Given exercise » Change every "phrase" to "label" in the entries below and write them out again with nothing else altered. Leave the pictures out of your answer.

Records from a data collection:
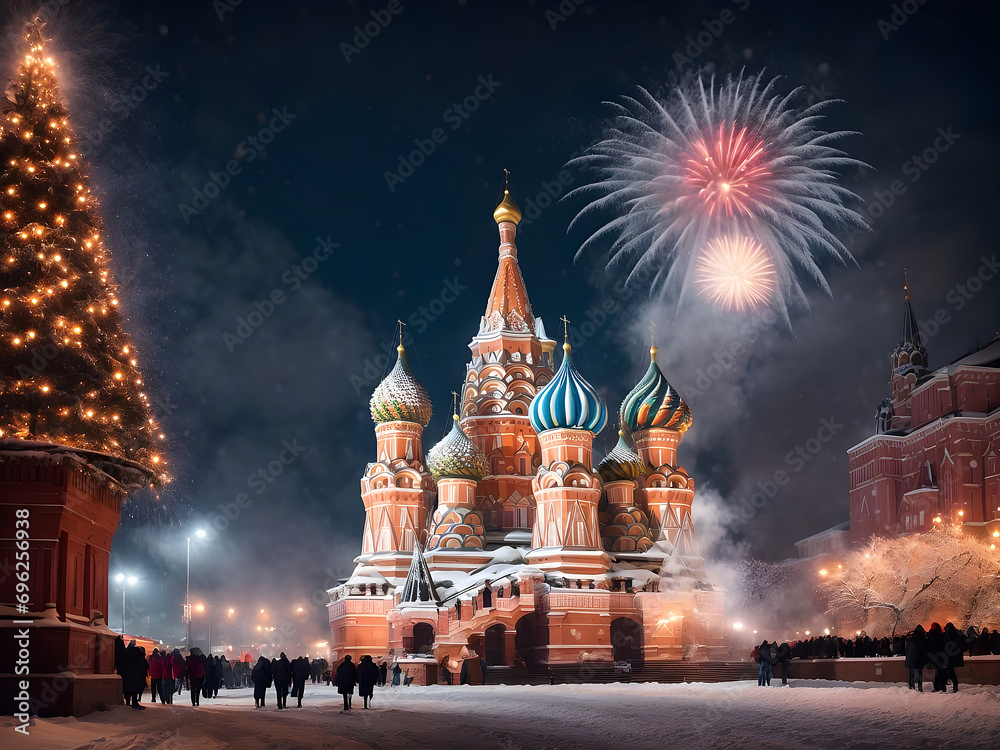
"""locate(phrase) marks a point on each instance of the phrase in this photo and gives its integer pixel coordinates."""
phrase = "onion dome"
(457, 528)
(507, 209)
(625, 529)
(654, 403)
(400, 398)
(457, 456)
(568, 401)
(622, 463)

Expected answer »
"""locate(label) marks a point on each instance of the label in this photo and gives its integer pixel coordinates."""
label = "onion dome"
(457, 528)
(507, 209)
(625, 529)
(654, 403)
(400, 398)
(457, 456)
(568, 401)
(622, 463)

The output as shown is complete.